READING TEXT:
The Diocese of Zonkwa was created in April 2005 and is in the Anglican Church Province of Abuja, one of ten provinces in the church of Nigeria. It is based in a town in the Southern part of Kaduna State and is the headquarters of Zangon Kataf local government area. The Diocese also covers most of Kachia and Lere local government areas as well. Following the election of a Christian president, Goodluck Jonathan, in April 2011 there was widespread rioting in areas of the country and parts of Zonkwa Diocese were seriously affected. There was further unrest in the area later in 2011.

Zonkwa falls into an area of Nigeria known as the “Middle Belt” which consists of a very large number of small tribal groups and is also where the Muslims and Christian religions meet. The first missionaries to arrive in this area began work in 1927 among a largely pagan population. The church has grown steadily and in the 1960's a small band of Anglican evangelists who supported themselves through farming gradually built up a number of congregations in the Zonkwa area.

During the 1970’s the first priest was posted to Zonkwa and gradually others priests and catechists (lay evangelists) were added to the team as the churches grew both in their numbers and their faith. Today there are fifteen deaneries in the Diocese of Zonkwa and eighty one congregations plus a further twelve outreach stations where it is hoped that a church will be planted in due course. Serving these congregations are thirty one ordained clergy and twelve catechists and so, despite the considerable increase in numbers of worshipers, there remain thirty one congregations without any priest or catechist.

DATASET EXCERPT:
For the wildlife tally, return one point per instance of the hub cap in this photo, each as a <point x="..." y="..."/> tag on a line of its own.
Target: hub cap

WORK INSTRUCTIONS:
[a] Extract the Diocese of Zonkwa text from "During the 1970’s" to "priest or catechist.".
[b] Write the next part of the Diocese of Zonkwa text, starting after its final sentence.
The listing is separate material.

TASK RESULTS:
[a]
During the 1970’s the first priest was posted to Zonkwa and gradually others priests and catechists (lay evangelists) were added to the team as the churches grew both in their numbers and their faith. Today there are fifteen deaneries in the Diocese of Zonkwa and eighty one congregations plus a further twelve outreach stations where it is hoped that a church will be planted in due course. Serving these congregations are thirty one ordained clergy and twelve catechists and so, despite the considerable increase in numbers of worshipers, there remain thirty one congregations without any priest or catechist.

[b]
The first Bishop of Zonkwa Diocese, The Right Reverend Duke Akamisoko, recently moved into the vital role of training clergy at Saint Francis of Assisi Theological College at Wusasa nearly 200 miles north of Zonkwa. It is here that many of the clergy are trained and indeed, a number of the Diocesan Bishops have received their training here over the years. Dr Walter Miller, the first CMS Missionary to go to Northern Nigeria began his work here in 1900 on an area of land given to him by the then Emir of Zaria.

The Right Reverend Jacob Kwashi became the second Bishop of the Diocese of Zonkwa in September 2011. Jacob and his wife both originate from the north of Nigeria and his older brother, Benjamin Kwashi is the Archbishop of the Province of Jos. At one time in the nineteen eighties he was the Priest in charge of the Zonkwa Church District.

Following a visit to Coventry Diocese by the new Bishop of Zonkwa, the Right Reverend Jacob Kwashi, in the summer of 2011 the Stourdene Benefice decided to explore the possibility of a link with his Diocese. Zonkwa is a largely rural area as is the Stourdene Benefice. The Nigerian church is coping with growth and persecution and has a great deal that it can teach us here in the UK where we are struggling with decline and comparative ease. Bishop Jacob has graciously consented to a partnership with our benefice and we are looking forward to developing the link and learning from and praying for one another .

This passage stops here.